DOCUMENT EXTRACT:
--- begin ---

During the 45 years or so of the Cold War, the United States and Soviet Union built up massive quantities of nuclear weapons in an effort to counter each other and become the world’s leading super power.
Each had their own spheres of influence, but since separate hemispheres weren’t enough, both nations just kept building more and bigger missiles until one couldn’t keep up any longer.
A quarter century after the Berlin Wall fell, another arms race is occurring. The good news is that the entire existence of the human race is no longer at stake. The bad news is that we are all going to get massively obese.
It’s a trade I am totally cool with.
Gone are the days when Oreo was content with being the world’s leading chocolate sandwich cookie; likewise, Keebler’s elves aspire to an empire greater than just fudge covered shortbreads. The two companies have fought for cookie supremacy in recent limited time offerings of red velvet and pumpkin spice, but the latest flashpoint in the great cookie conflict is one flavor that I never get tired of celebrating: Birthday Cake.
While I give the elves credit for creating a cookie that has all three traditional elements of birthday cake (sprinkles, frosting, and uh, “cake”) I do need to point out that the box artwork features a cupcake. At first I thought this was just a celebration of portion control, but since the package also happens to be non-resalable — thus increasing my chances of inhaling all the cookies in one sitting — I realize the elves probably just suck at making distinctions.

--- end ---

SOURCE EXCERPT:
--- begin ---

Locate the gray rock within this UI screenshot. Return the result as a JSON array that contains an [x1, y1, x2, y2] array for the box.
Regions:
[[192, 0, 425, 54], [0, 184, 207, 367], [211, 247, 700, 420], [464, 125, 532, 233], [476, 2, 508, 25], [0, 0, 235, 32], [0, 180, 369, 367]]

--- end ---

STATED TASK A:
Answer these from the piece about the cookie rivalry, each on its own line:
(i) About how long does the text say the Cold War lasted?
(ii) Which two limited-time flavors have the two companies recently fought over?
(iii) What does the artwork on the Keebler box show?
STATED TASK B: From the cookie rivalry piece, quote the passage that begins with the words containing "During the 45" and ends with "leading super power.".
STATED TASK C: Write the next part of the piece about the Birthday Cake cookie rivalry, picking up right after its final sentence.

WRITTEN REPLY A:
(i) About 45 years.
(ii) Red velvet and pumpkin spice.
(iii) A cupcake.

WRITTEN REPLY B:
During the 45 years or so of the Cold War, the United States and Soviet Union built up massive quantities of nuclear weapons in an effort to counter each other and become the world’s leading super power.

WRITTEN REPLY C:
I, however, do not. And to be sure, the distinction of Birthday Cake vs. Cupcake is one I take seriously. If you show me a cupcake, I expect the frosting to steal the show. That’s not the case with these cookies, though.
Oh, I mean the shortbread element is fine. It’s buttery with a delectably fine crumb and the non-overpowering element of sweetness I admire about the original Fudge Stripe.
But whereas the original Fudge Stripe can get away with a faux-chocolate glaze that works to balance the shortbread, the frosting glaze on the latest batch of shortbread just tastes like that generic palm oil glaze we’ve all had a million times. It’s not buttercream frosting; it’s not cream cheese frosting; it’s not even a damn Swiss meringue. It’s just way too sweet, and lacks that luscious mouthfeel of an actual frosting element. Likewise, it’s cut off from the sprinkles, which themselves lack the crunchy contrast I want buried in frosting.
Fortunately, since my pantry is always willing to celebrate an actual birthday, I had some rainbow chip frosting handy. Now, while I realize this stuff would be good on anything from pancakes to Ritz crackers, I did find it especially wonderful when stuffed between the Fudge Stripe Birthday Cake cookies.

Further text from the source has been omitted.